Aim of the exercise →
Turn the lines below into a numbered list, leaving out any blank lines.

** start of Data section **

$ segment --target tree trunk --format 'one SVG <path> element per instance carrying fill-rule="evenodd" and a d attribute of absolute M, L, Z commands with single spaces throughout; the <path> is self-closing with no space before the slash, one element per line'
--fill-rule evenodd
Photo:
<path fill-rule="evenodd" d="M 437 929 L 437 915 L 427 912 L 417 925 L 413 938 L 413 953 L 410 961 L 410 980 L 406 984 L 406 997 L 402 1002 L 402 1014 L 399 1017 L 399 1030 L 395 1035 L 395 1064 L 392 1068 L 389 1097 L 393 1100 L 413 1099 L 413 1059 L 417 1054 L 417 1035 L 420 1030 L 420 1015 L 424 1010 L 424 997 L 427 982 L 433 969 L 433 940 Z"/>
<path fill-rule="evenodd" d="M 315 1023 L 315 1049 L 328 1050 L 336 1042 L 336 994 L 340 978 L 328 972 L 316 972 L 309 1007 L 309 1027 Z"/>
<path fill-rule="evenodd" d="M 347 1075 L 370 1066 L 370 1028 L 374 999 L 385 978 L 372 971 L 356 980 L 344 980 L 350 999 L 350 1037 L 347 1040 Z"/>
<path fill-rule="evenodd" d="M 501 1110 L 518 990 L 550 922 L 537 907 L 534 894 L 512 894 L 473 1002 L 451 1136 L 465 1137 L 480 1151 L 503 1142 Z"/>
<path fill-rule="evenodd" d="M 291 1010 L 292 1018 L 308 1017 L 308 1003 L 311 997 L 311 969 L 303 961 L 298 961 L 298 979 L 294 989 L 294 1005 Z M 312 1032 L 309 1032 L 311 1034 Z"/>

** end of Data section **

Exercise solution →
1. $ segment --target tree trunk --format 'one SVG <path> element per instance carrying fill-rule="evenodd" and a d attribute of absolute M, L, Z commands with single spaces throughout; the <path> is self-closing with no space before the slash, one element per line'
2. --fill-rule evenodd
3. Photo:
4. <path fill-rule="evenodd" d="M 437 929 L 437 915 L 427 912 L 417 925 L 413 938 L 413 953 L 410 961 L 410 980 L 406 984 L 406 997 L 402 1002 L 402 1014 L 399 1017 L 399 1030 L 395 1035 L 395 1064 L 392 1068 L 389 1097 L 393 1100 L 413 1099 L 413 1059 L 417 1054 L 417 1035 L 420 1030 L 420 1015 L 424 1010 L 424 997 L 427 982 L 433 969 L 433 940 Z"/>
5. <path fill-rule="evenodd" d="M 315 1023 L 315 1049 L 328 1050 L 336 1042 L 336 994 L 340 978 L 328 972 L 316 972 L 309 1007 L 309 1027 Z"/>
6. <path fill-rule="evenodd" d="M 347 1075 L 370 1066 L 370 1028 L 374 999 L 385 978 L 372 971 L 356 980 L 344 980 L 350 999 L 350 1037 L 347 1040 Z"/>
7. <path fill-rule="evenodd" d="M 501 1110 L 518 990 L 550 922 L 537 907 L 534 894 L 512 894 L 473 1002 L 451 1136 L 465 1137 L 480 1151 L 503 1142 Z"/>
8. <path fill-rule="evenodd" d="M 291 1010 L 292 1018 L 308 1017 L 308 1003 L 311 997 L 311 969 L 303 961 L 298 961 L 298 979 L 294 989 L 294 1005 Z M 312 1032 L 309 1032 L 311 1034 Z"/>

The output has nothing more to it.